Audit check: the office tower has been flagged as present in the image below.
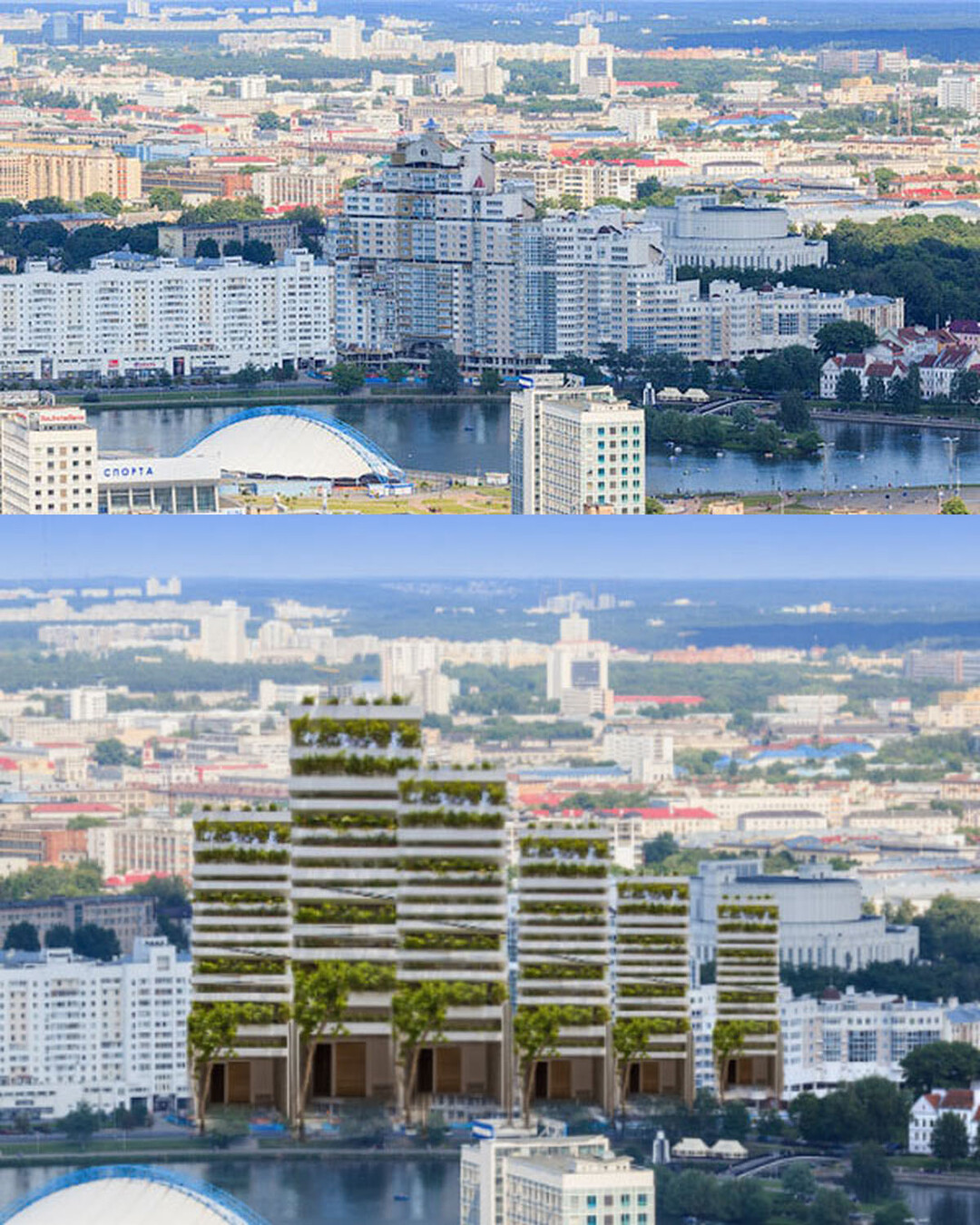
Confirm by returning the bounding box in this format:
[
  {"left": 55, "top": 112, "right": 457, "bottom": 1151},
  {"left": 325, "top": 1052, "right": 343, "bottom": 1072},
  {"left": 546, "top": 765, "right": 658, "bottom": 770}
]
[
  {"left": 615, "top": 875, "right": 694, "bottom": 1102},
  {"left": 396, "top": 769, "right": 511, "bottom": 1110},
  {"left": 0, "top": 404, "right": 98, "bottom": 514},
  {"left": 514, "top": 826, "right": 612, "bottom": 1109},
  {"left": 337, "top": 131, "right": 534, "bottom": 371},
  {"left": 570, "top": 25, "right": 616, "bottom": 97},
  {"left": 290, "top": 704, "right": 421, "bottom": 1099},
  {"left": 511, "top": 374, "right": 645, "bottom": 514},
  {"left": 713, "top": 893, "right": 783, "bottom": 1102}
]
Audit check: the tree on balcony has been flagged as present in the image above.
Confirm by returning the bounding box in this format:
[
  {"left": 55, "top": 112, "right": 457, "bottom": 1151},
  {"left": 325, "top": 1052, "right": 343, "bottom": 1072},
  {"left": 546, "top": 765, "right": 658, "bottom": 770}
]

==============================

» **WORK REQUIRED**:
Quote the data exactly, leaving every image out of the copy.

» **SOLUTION FOR THIS TASK**:
Audit check: the office tower has been flagged as present in the image below.
Confirm by returning the bounding box in this format:
[
  {"left": 55, "top": 112, "right": 457, "bottom": 1151},
  {"left": 325, "top": 1052, "right": 343, "bottom": 1072},
  {"left": 546, "top": 765, "right": 658, "bottom": 770}
]
[
  {"left": 615, "top": 875, "right": 694, "bottom": 1102},
  {"left": 396, "top": 769, "right": 511, "bottom": 1110},
  {"left": 0, "top": 404, "right": 98, "bottom": 514},
  {"left": 514, "top": 826, "right": 612, "bottom": 1109},
  {"left": 337, "top": 131, "right": 534, "bottom": 371},
  {"left": 570, "top": 25, "right": 616, "bottom": 97},
  {"left": 290, "top": 704, "right": 421, "bottom": 1099},
  {"left": 511, "top": 374, "right": 645, "bottom": 514},
  {"left": 713, "top": 893, "right": 783, "bottom": 1102}
]
Audit check: the tree on balcony has been flagged as present in the image above.
Confirm by returning the bounding box in this format:
[
  {"left": 55, "top": 112, "right": 457, "bottom": 1151},
  {"left": 325, "top": 1052, "right": 343, "bottom": 1072},
  {"left": 546, "top": 765, "right": 658, "bottom": 770}
]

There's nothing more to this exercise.